AUFGABEN ::
a – Gib aus dem Text über Biennalen den Abschnitt von „Paul O’Neill beschreibt“ bis einschließlich „eingehende Rezeption prinzipiell.“ wortgetreu wieder.
b – Nenne alle Bereiche, mit denen der Text über Biennalen die Biennale ausdrücklich in Verbindung bringt.
c – Greif den Text über Biennalen bitte nach seinem letzten Satz auf und schreib ihn weiter.

VORGEGEBENER TEXT ::

┌────────

Paul O’Neill beschreibt Biennalen als „temporary spaces of mediation“ 9 und als „interfaces“ zwischen Kunst und einem immer größer, mobiler, globaler werdenden Publikum. Wobei die Großausstellung mitnichten ein reines Fachpublikum anspricht. Im Gegenteil ist oft zu beobachten, dass auch die lokale Öffentlichkeit involviert wird und Nichtspezialisten die Biennalen mit Interesse verfolgen. Dies kann durchaus auch kritisiert werden.

Als „Mega-Exhibition“ beschreibt Okwui Enwezor 10 die Biennale, als Großevent und Spektakel. Dies impliziert auch eine, in jedem Fall bestehende, Verbindung der Biennale zum Tourismus, zur Eventkultur und zur Zerstreuung: Denn jene großformatigen Ausstellungen und das ausladende Rahmenprogramm verhindern eine ganzheitliche, eingehende Rezeption prinzipiell.

└────────

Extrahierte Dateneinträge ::

┌────────

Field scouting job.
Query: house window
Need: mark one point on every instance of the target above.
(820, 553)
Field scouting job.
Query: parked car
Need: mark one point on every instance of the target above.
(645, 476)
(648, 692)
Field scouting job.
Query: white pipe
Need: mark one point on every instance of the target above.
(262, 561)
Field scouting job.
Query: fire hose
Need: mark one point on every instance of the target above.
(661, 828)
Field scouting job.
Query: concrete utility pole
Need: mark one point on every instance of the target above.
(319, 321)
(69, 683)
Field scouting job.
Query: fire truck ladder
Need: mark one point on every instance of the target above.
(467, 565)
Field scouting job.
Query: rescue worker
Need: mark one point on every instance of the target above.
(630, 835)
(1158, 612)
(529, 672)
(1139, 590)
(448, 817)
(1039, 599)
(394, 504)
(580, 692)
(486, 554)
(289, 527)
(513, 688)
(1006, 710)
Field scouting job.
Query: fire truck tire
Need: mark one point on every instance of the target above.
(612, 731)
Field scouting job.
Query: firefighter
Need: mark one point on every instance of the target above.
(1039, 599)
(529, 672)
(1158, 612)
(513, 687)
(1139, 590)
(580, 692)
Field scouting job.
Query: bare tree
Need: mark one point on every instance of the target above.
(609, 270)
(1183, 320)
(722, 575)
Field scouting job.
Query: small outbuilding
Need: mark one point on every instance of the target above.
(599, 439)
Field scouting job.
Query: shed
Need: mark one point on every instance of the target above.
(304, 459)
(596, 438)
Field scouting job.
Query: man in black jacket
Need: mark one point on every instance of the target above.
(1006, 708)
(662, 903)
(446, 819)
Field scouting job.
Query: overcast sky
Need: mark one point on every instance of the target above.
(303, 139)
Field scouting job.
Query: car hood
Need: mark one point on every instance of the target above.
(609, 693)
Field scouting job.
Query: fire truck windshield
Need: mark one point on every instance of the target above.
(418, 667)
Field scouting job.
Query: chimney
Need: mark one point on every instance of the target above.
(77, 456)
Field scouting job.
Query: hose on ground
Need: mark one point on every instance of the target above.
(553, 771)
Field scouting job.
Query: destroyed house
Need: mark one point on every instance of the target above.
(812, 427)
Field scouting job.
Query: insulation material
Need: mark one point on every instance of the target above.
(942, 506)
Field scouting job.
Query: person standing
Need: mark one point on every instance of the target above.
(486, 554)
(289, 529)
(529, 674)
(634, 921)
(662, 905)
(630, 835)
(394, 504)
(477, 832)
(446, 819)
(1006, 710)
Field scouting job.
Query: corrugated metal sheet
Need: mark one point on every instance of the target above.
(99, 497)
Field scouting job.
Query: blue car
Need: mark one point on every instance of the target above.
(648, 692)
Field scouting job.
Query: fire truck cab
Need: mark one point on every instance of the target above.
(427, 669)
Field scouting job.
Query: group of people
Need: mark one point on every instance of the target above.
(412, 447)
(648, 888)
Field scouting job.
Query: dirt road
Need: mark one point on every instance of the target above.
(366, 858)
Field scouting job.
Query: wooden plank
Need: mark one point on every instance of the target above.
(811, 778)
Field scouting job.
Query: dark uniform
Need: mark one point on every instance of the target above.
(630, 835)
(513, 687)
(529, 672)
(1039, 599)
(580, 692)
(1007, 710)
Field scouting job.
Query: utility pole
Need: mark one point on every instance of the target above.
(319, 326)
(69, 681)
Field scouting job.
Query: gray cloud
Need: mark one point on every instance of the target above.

└────────

ANTWORTEN ::
a –
Paul O’Neill beschreibt Biennalen als „temporary spaces of mediation“ 9 und als „interfaces“ zwischen Kunst und einem immer größer, mobiler, globaler werdenden Publikum. Wobei die Großausstellung mitnichten ein reines Fachpublikum anspricht. Im Gegenteil ist oft zu beobachten, dass auch die lokale Öffentlichkeit involviert wird und Nichtspezialisten die Biennalen mit Interesse verfolgen. Dies kann durchaus auch kritisiert werden.

Als „Mega-Exhibition“ beschreibt Okwui Enwezor 10 die Biennale, als Großevent und Spektakel. Dies impliziert auch eine, in jedem Fall bestehende, Verbindung der Biennale zum Tourismus, zur Eventkultur und zur Zerstreuung: Denn jene großformatigen Ausstellungen und das ausladende Rahmenprogramm verhindern eine ganzheitliche, eingehende Rezeption prinzipiell.

b – Tourismus, Eventkultur, Zerstreuung

c –
Zudem ist eine Biennale, wie auch in der anschließenden Analyse deutlich wird, meist Teil einer politischen, ökonomischen oder sozialen Agenda. Als solcher fungiert die Biennale als Generator von symbolischem Kapital im Bourdieu’schen Sinne. 11 Dies bedeutet, dass eine Stadt sich mit der Einführung einer Biennale vor allem auf „symbolischer“ Ebene, also z.B. durch Kultur, Bildung und ein positives Image, bereichert. Ebenso kann die Biennale von Nutzen sein um politische Konflikte zu lösen oder sie kann zumindest, wie Caroline A. Jones es ausdrückt, „conduct politics by other means“12, Politik mit anderen Mitteln betreiben. Auch dies ist ein Aspekt, der im folgenden zur Sprache kommt.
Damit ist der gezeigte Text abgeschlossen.